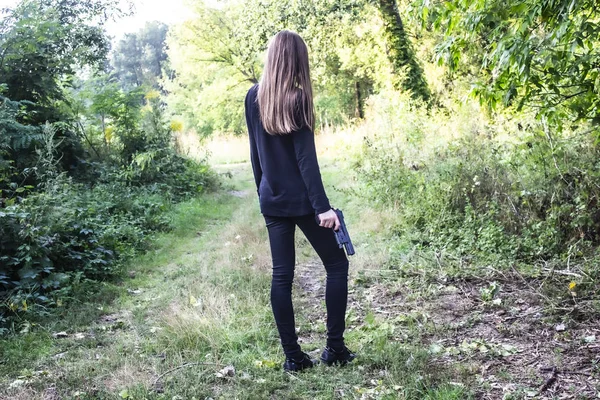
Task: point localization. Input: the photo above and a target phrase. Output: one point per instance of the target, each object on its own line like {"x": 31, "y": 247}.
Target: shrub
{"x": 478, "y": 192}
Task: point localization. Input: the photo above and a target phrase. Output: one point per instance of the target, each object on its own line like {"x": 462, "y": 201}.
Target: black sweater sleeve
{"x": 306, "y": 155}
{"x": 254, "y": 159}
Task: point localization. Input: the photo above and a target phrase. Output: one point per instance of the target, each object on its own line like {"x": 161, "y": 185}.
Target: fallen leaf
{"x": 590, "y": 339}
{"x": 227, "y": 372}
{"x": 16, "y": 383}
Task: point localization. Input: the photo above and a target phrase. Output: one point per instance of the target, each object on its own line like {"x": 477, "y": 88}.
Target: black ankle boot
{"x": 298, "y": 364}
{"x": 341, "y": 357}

:::

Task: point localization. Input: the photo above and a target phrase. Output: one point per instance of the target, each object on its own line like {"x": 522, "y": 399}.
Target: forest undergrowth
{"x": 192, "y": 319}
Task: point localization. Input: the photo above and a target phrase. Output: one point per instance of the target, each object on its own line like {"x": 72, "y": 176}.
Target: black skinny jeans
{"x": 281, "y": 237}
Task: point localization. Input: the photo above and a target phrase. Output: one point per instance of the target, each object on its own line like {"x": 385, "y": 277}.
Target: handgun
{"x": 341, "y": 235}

:::

Copy each line of the listing that carries the word "Output".

Task: point localization. Input: the photo above and a target phrase. Output: one point per instance of the target, each object on its own line like {"x": 31, "y": 247}.
Task: point localization. Input: the photo above and a target phrase. Output: one point per instance of the target, each object on its own line like {"x": 462, "y": 201}.
Task: point localization. Input: the photo above and a target phrase. Output: one point per instance of the target, each object on its own line like {"x": 161, "y": 185}.
Task: point localization. Input: the photo above and a target phrase. Output: one point per instance of the target, each object on its own line like {"x": 477, "y": 88}.
Task: point localization. Input: the photo above and a target phrase. Output: one point per instance of the target, each object on its own line like {"x": 522, "y": 399}.
Task: point localization. Input: the photo above and a target phrase. Output: one point per instance of the target, each object on its own line like {"x": 72, "y": 176}.
Task: point localization. Input: the photo above and a target phrase. Output: one point per instance of the target, each object on its own line like {"x": 385, "y": 277}.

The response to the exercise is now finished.